### Goal a
Reproduce the part of the Ford Mondeo passage starting at "A lesser manufacturer" and ending at "fifth generation model.".

### Source extract
* begin *

A lesser manufacturer than Ford might well have given up. After all, sales of mainstream medium range family saloons and hatches have collapsed in recent years, falling to around a third what they once were as recently as ten years ago. The Mondeo had the unfortunate distinction of being a car that got markedly better with every consecutive generation but which was rewarded with progressively worse sales. Can this latest model turn things around? It has market conditions on its side. The economy has improved and the love affair with premium badges couldn’t last forever. As the used market became flooded with BMWs and Audis, resale values crumbled. If Ford could step in with a genuinely convincing reason to buy something bigger and more luxurious, buyers might return to the fold. To that end, the Blue Oval has pulled out all the stops with the fifth generation model.

Driving Experience

Ford’s gone big on engine choices. It had to really or risk falling behind the curve. The headline powerplant is the 210PS twin sequential turbocharged 2.0-litre diesel, but that’s backed up by a more affordable revised 2.0-litre TDCi diesel engine with single variable geometry turbocharger technology good for either 150PS or 180PS. All three 2.0-litre TDCi variants feature a revised engine block, cylinder-head and fuel injection designs and Ford’s lean NOX trap exhaust after-treatment system for even cleaner emissions. It doesn’t stop there. Not even close. There is a 1.0-litre petrol engine. Yes, really. This one develops 125PS and is much the same as that found in the Fiesta, although specialised engine calibration takes into account the greater weight of the Mondeo. There is also a 160PS 1.5-litre EcoBoost unit, while a 2.0-litre EcoBoost powerplant has been developed in 240PS form. Buyers can even opt for a Mondeo Hybrid. It uses a specially-developed 2.0-litre petrol engine combined with two electric motors – one to drive the wheels and another to supply regenerative charging – and 1.4kWh lithium-ion battery. The 150PS and 180PS diesels are available with Ford’s Intelligent All-Wheel Drive system, which offers a seamless transition between front-wheel drive and all-wheel-drive performance to automatically enhance traction and road-holding when needed. The Mondeo’s also the first model for Europe to be built on Ford’s global CD-segment platform, which debuts Ford’s integral link rear suspension. The all-new platform and body structure combination delivers 10 per cent more torsional stiffness than the outgoing model and the Mondeo also gets electrically-assisted power steering for the first time with variable weighting. More importantly, road noise reductions of around three decibels in the rear and two decibels in the front have been achieved.

* end *

### Goal b
Write out the lines of the listing below, starting at the line that contains "compact form (777,374)." and ending at the last line of the listing.

### Extracted data
* begin *

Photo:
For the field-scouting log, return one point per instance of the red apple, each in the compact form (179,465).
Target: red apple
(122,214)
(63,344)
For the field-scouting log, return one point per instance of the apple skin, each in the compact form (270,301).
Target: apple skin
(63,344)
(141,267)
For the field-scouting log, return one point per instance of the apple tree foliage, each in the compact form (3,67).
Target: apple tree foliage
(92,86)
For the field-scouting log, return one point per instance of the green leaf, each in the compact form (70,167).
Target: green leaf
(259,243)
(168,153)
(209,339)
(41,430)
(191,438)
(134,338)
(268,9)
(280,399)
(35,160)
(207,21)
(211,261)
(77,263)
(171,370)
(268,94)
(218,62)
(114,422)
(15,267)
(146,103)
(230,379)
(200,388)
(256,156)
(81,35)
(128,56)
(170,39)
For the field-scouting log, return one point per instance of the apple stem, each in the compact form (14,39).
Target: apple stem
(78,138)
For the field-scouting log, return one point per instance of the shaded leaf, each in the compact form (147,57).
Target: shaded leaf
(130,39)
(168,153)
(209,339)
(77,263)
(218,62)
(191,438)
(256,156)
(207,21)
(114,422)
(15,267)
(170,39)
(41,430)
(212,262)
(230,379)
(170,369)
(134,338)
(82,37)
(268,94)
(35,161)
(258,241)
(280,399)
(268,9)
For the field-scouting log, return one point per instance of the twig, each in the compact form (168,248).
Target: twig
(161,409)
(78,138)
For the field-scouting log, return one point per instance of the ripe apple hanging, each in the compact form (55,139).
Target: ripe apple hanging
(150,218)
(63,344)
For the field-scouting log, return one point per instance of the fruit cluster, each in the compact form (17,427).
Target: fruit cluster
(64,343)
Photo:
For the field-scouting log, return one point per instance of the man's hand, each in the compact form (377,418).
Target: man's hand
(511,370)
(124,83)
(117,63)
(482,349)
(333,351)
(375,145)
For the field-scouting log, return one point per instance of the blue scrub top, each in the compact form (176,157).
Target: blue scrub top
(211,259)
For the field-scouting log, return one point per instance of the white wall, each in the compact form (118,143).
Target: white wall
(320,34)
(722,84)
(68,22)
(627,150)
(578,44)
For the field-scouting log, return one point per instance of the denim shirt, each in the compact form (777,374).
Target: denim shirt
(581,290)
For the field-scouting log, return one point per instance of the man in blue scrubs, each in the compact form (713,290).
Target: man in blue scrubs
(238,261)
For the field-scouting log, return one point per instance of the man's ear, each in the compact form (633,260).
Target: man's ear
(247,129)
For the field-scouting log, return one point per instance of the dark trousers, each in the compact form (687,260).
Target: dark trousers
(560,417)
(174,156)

* end *

### Problem solution a
A lesser manufacturer than Ford might well have given up. After all, sales of mainstream medium range family saloons and hatches have collapsed in recent years, falling to around a third what they once were as recently as ten years ago. The Mondeo had the unfortunate distinction of being a car that got markedly better with every consecutive generation but which was rewarded with progressively worse sales. Can this latest model turn things around? It has market conditions on its side. The economy has improved and the love affair with premium badges couldn’t last forever. As the used market became flooded with BMWs and Audis, resale values crumbled. If Ford could step in with a genuinely convincing reason to buy something bigger and more luxurious, buyers might return to the fold. To that end, the Blue Oval has pulled out all the stops with the fifth generation model.

### Problem solution b
For the field-scouting log, return one point per instance of the denim shirt, each in the compact form (777,374).
Target: denim shirt
(581,290)
For the field-scouting log, return one point per instance of the man in blue scrubs, each in the compact form (713,290).
Target: man in blue scrubs
(238,261)
For the field-scouting log, return one point per instance of the man's ear, each in the compact form (633,260).
Target: man's ear
(247,129)
For the field-scouting log, return one point per instance of the dark trousers, each in the compact form (687,260).
Target: dark trousers
(560,417)
(174,156)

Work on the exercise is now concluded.